------ Исходный текст ------

Так протекал этот странный разговор, в результате которого бедный Ковалев ничего не добился, а только «совершенно смешался, не зная, что делать и что даже подумать».

Казалось бы, тут остается только воскликнуть вместе с героем чеховского рассказа «Письмо к ученому соседу»:

— Этого не может быть, потому что этого не может быть никогда!

Причем воскликнуть с гораздо большим основанием: невежественный чеховский помещик Василий Семи-Булатов вы сказался так решительно, узнав, что на солнце есть пятна. Но ведь то, что рассказано у Гоголя, несравненно невероятнее! Такого и в самом деле «не может быть никогда!».

Так что же, неужели нам придется согласиться с Вересаевым, что Гоголь «просто издевается над серьезным отношением к сюжету» и нарочно предлагает нам заведомую бессмыслицу?

Сюжет гоголевского «Носа» казался совершенно бессмысленным не только Вересаеву. На этот счет было высказано множество самых разнообразных догадок и предположений. Один ученый-психиатр написал даже книгу, доказывающую, что у Гоголя издавна был какой-то особый, болезненный интерес к носу. Он отметил, что Гоголь любит подробно описывать обряд сморканья и нюханья табаку, что многие его герои носят фамилии, прямо или косвенно связанные с названием этой части тела (Довгочхун, Ноздрев и т. п.). Внимательно изучив все произведения Гоголя, все его письма и дневники, этот ученый пришел к выводу, что причина создания повести «Нос» могла быть только одна: странности гоголевского характера. Он был уверен, что только так можно объяснить, почему это вдруг гениальный писатель написал произведение, до такой степени лишенное логики и здравого смысла.

А между тем смысл в этом произведении есть. И еще какой!

------ Предоставленные данные ------

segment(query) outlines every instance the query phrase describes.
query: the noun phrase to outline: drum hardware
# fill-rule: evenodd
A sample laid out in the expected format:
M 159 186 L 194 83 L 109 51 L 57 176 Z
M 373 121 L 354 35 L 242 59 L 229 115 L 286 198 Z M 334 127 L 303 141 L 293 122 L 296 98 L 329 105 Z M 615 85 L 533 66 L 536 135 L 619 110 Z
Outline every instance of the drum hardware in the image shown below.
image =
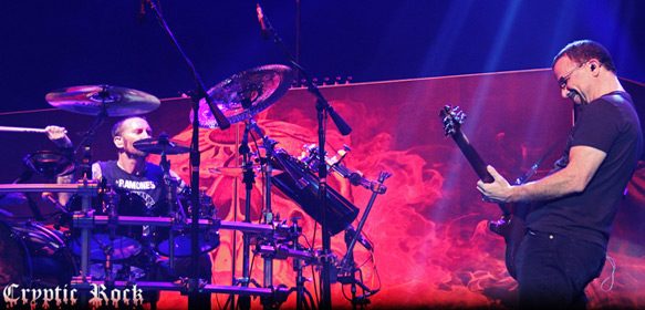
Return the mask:
M 311 75 L 300 65 L 297 60 L 293 58 L 278 32 L 273 29 L 269 19 L 266 14 L 262 13 L 262 8 L 260 3 L 257 4 L 258 11 L 258 20 L 262 27 L 262 31 L 267 33 L 267 38 L 273 38 L 273 42 L 279 46 L 279 49 L 283 52 L 285 59 L 292 64 L 299 72 L 299 75 L 304 78 L 304 84 L 306 85 L 306 90 L 315 97 L 316 101 L 316 120 L 318 120 L 318 140 L 319 140 L 319 151 L 320 154 L 324 153 L 325 148 L 325 121 L 327 115 L 332 117 L 334 125 L 341 132 L 342 135 L 348 135 L 352 132 L 352 127 L 341 117 L 339 113 L 334 111 L 334 108 L 330 105 L 326 99 L 320 92 L 320 89 L 315 85 L 312 81 Z M 327 185 L 326 185 L 326 177 L 327 177 L 327 169 L 324 163 L 321 163 L 319 167 L 319 179 L 318 179 L 318 206 L 320 207 L 320 214 L 322 215 L 321 226 L 322 226 L 322 244 L 323 250 L 330 252 L 331 251 L 331 236 L 326 215 L 327 215 Z M 278 178 L 278 177 L 277 177 Z M 331 309 L 332 308 L 332 296 L 331 296 L 331 282 L 330 282 L 330 269 L 331 265 L 325 262 L 323 265 L 323 269 L 321 272 L 321 309 Z
M 252 169 L 254 173 L 262 173 L 262 166 L 253 165 Z M 208 172 L 211 174 L 218 174 L 222 176 L 229 177 L 242 177 L 243 176 L 243 168 L 242 167 L 216 167 L 216 168 L 208 168 Z M 272 169 L 271 176 L 275 176 L 283 173 L 280 169 Z
M 84 213 L 91 209 L 91 199 L 97 195 L 97 185 L 84 179 L 77 184 L 0 184 L 0 193 L 11 192 L 51 192 L 51 193 L 76 193 L 83 197 L 82 208 Z M 86 282 L 89 279 L 89 256 L 90 256 L 90 229 L 82 230 L 82 256 L 81 256 L 81 281 Z
M 0 288 L 62 286 L 76 272 L 62 236 L 35 221 L 0 221 Z
M 170 162 L 167 155 L 184 154 L 190 152 L 190 147 L 180 146 L 170 142 L 166 133 L 162 133 L 158 140 L 147 138 L 134 143 L 134 147 L 146 153 L 160 154 L 159 166 L 164 173 L 164 186 L 166 188 L 166 214 L 169 217 L 179 218 L 177 211 L 177 185 L 178 182 L 170 176 Z M 168 230 L 168 262 L 170 273 L 175 273 L 175 230 Z
M 356 309 L 357 306 L 368 304 L 370 300 L 367 298 L 370 296 L 373 296 L 376 292 L 378 292 L 378 290 L 371 290 L 367 286 L 365 286 L 361 281 L 360 278 L 358 279 L 356 278 L 356 272 L 360 272 L 360 268 L 357 268 L 356 264 L 354 262 L 354 246 L 356 246 L 356 242 L 360 240 L 360 238 L 362 238 L 361 231 L 363 230 L 363 226 L 365 225 L 365 221 L 367 221 L 367 216 L 370 216 L 370 211 L 372 210 L 372 206 L 374 206 L 374 202 L 376 200 L 376 197 L 381 194 L 384 194 L 386 190 L 386 188 L 383 186 L 383 183 L 385 182 L 385 179 L 389 178 L 391 176 L 392 176 L 392 174 L 388 172 L 381 172 L 381 174 L 378 175 L 378 180 L 376 182 L 381 186 L 378 186 L 378 185 L 371 186 L 372 196 L 370 197 L 370 202 L 367 203 L 367 206 L 365 207 L 365 210 L 363 211 L 363 216 L 361 217 L 361 220 L 358 221 L 358 225 L 356 226 L 356 230 L 355 231 L 352 231 L 353 229 L 345 230 L 345 245 L 347 246 L 347 251 L 345 252 L 345 256 L 337 265 L 337 272 L 339 272 L 337 280 L 339 280 L 339 282 L 341 282 L 343 285 L 351 285 L 352 286 L 351 290 L 352 290 L 352 308 L 353 309 Z M 361 244 L 363 244 L 363 242 L 361 242 Z M 367 246 L 366 246 L 366 248 L 367 248 Z M 368 249 L 368 250 L 373 250 L 373 249 Z M 361 287 L 364 291 L 364 294 L 361 297 L 356 296 L 356 287 L 357 286 Z
M 233 74 L 208 90 L 208 96 L 217 102 L 227 120 L 235 124 L 251 120 L 275 103 L 287 93 L 291 81 L 291 68 L 268 64 Z M 199 102 L 198 115 L 200 127 L 219 127 L 205 100 Z
M 303 148 L 304 151 L 299 159 L 302 161 L 313 172 L 318 172 L 318 166 L 320 165 L 320 156 L 316 146 L 314 144 L 306 144 L 303 146 Z M 343 149 L 340 149 L 337 152 L 337 155 L 331 158 L 326 156 L 325 152 L 324 161 L 325 164 L 327 165 L 327 169 L 348 179 L 350 184 L 354 186 L 362 186 L 363 188 L 372 189 L 372 186 L 375 186 L 377 182 L 368 180 L 363 176 L 361 172 L 358 170 L 354 172 L 347 168 L 347 166 L 342 164 L 342 161 L 345 158 L 345 156 L 347 156 L 350 151 L 351 148 L 347 145 L 343 145 Z M 377 186 L 383 187 L 383 190 L 386 189 L 385 186 L 382 184 Z
M 315 221 L 322 223 L 326 215 L 327 234 L 334 236 L 343 231 L 358 216 L 358 208 L 333 188 L 326 192 L 326 211 L 322 211 L 319 196 L 319 180 L 314 173 L 284 149 L 277 149 L 274 166 L 284 170 L 271 180 L 284 195 L 295 202 Z
M 190 166 L 193 167 L 193 170 L 190 173 L 190 188 L 199 188 L 199 165 L 200 165 L 200 158 L 199 158 L 199 100 L 201 97 L 204 97 L 205 102 L 208 105 L 210 115 L 212 115 L 212 117 L 216 120 L 218 126 L 221 130 L 226 130 L 228 127 L 230 127 L 230 122 L 229 120 L 223 115 L 223 113 L 217 107 L 217 105 L 214 103 L 212 97 L 206 92 L 206 86 L 204 84 L 204 82 L 201 81 L 201 76 L 199 75 L 199 73 L 197 72 L 197 69 L 195 68 L 195 65 L 193 65 L 193 62 L 188 59 L 187 54 L 184 52 L 184 50 L 181 49 L 181 46 L 179 45 L 179 42 L 175 39 L 175 34 L 173 34 L 173 31 L 170 30 L 170 28 L 168 27 L 168 24 L 166 23 L 166 20 L 164 19 L 164 16 L 162 14 L 160 10 L 158 9 L 157 2 L 156 1 L 146 1 L 149 7 L 150 10 L 155 13 L 155 17 L 157 18 L 159 25 L 162 25 L 162 28 L 164 29 L 164 31 L 166 32 L 166 34 L 168 35 L 168 38 L 170 39 L 170 41 L 173 42 L 173 45 L 179 51 L 179 53 L 181 54 L 181 58 L 184 59 L 184 61 L 186 62 L 186 64 L 188 65 L 190 73 L 193 75 L 193 80 L 195 81 L 195 85 L 196 85 L 196 90 L 195 92 L 193 92 L 191 99 L 193 99 L 193 114 L 191 114 L 191 122 L 193 122 L 193 133 L 191 133 L 191 140 L 190 140 Z M 193 202 L 193 206 L 194 208 L 196 208 L 196 211 L 193 213 L 191 215 L 191 219 L 193 219 L 193 224 L 190 227 L 190 248 L 191 248 L 191 256 L 190 256 L 190 266 L 191 266 L 191 281 L 190 282 L 198 282 L 199 280 L 199 252 L 198 252 L 198 231 L 199 231 L 199 227 L 197 225 L 197 221 L 199 220 L 198 216 L 199 216 L 199 193 L 197 190 L 193 190 L 193 194 L 190 195 L 191 197 L 191 202 Z M 197 290 L 197 288 L 195 286 L 190 287 L 189 290 L 189 297 L 188 297 L 188 306 L 189 308 L 208 308 L 210 302 L 206 302 L 204 299 L 199 298 L 199 291 Z M 204 300 L 204 301 L 202 301 Z
M 43 175 L 48 179 L 54 179 L 59 175 L 65 175 L 74 169 L 74 163 L 70 156 L 54 151 L 37 151 L 22 158 L 24 165 L 32 172 Z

------

Формулировка задания
Продолжите текст о гоголевской повести «Нос», начав сразу после его последнего предложения. Эти записи взяты из другого источника.

Ответ к задаче
Чтобы докопаться до этого смысла, отвлечемся на минутку от неправдоподобности истории, случившейся с майором Ковалевым, и попытаемся поверить в то, что все случившееся с ним действительно произошло.

Человек лишился носа. Причем лишился таким образом, что вместо носа у него — гладкое место.

Однако озабочен он вовсе не тем, что ему, скажем, стало трудно дышать. Его гнетут совсем другие заботы:

«...Я маиор. Мне ходить без носа, согласитесь, это неприлично...»

То есть, если бы Ковалев не был коллежскимасессором (или, как он сам себя называет, — маиором), с потерей носа еще как-то можно было бы примириться. Он так прямо и говорит:

«Какой-нибудь торговке, которая продает на Воскресенском мосту очищенные апельсины, можно сидеть без носа...»

Ковалеву даже в голову не приходит, что с потерей носа он стал неполноценным человеком. Уродом. Он думает лишь о том, что он стал теперь неполноценным маиором. Ибо то, что он маиор, для него гораздо важнее того, что он — человек.

Нос, не желающий возвращаться к своему хозяину, так отвечает на робкие притязания майора:

«— Я сам по себе. Притом между нами не может быть ни каких тесных отношений. Судя по пуговицам вашего вицмундира, вы должны служить по другому ведомству».

Может ли такой аргумент подействовать на нормального человека? Ведь право же, отношения человека со своим собственным носом настолько тесны, что теснее и не придумаешь.

Однако на Ковалева этот странный аргумент производит самое неотразимое впечатление. Он буквально сражен: действительно, если пуговицы вицмундира другие, то о каких же тесных отношениях теперь может идти речь? Он настолько потрясен неумолимой логикой своего собеседника, что готов сразу же признать его правоту:

«Ковалев совершенно смешался, не зная, что делать...»

То обстоятельство, что он разговаривает со своим собственным носом, имеет для Ковалева неизмеримо меньшее значение, чем то, что он говорит со статским советником, то есть с чиновником, стоящим гораздо выше его на общественной лестнице...

Гоголя мучило неестественное положение вещей, когда люди объединяются не по душевной склонности, не по взаимной симпатии, а в зависимости от чина или ведомства.

Легко представить себе, что другой писатель — не Гоголь, — если бы его взволновала эта мысль, написал бы повесть, ну, скажем, о том, как жили два близких товарища, искренне любившие друг друга. Но потом один из них получил высокое назначение и подчинился общепринятому разделению на чины и ведомства. Он отдалился от своего друга, решив, что тот ему теперь уже не компания.

Может быть, получилась бы неплохая повесть. И в ней довольно убедительно было бы показано, как мешают хорошим людям жить сословные и бюрократические предрассудки.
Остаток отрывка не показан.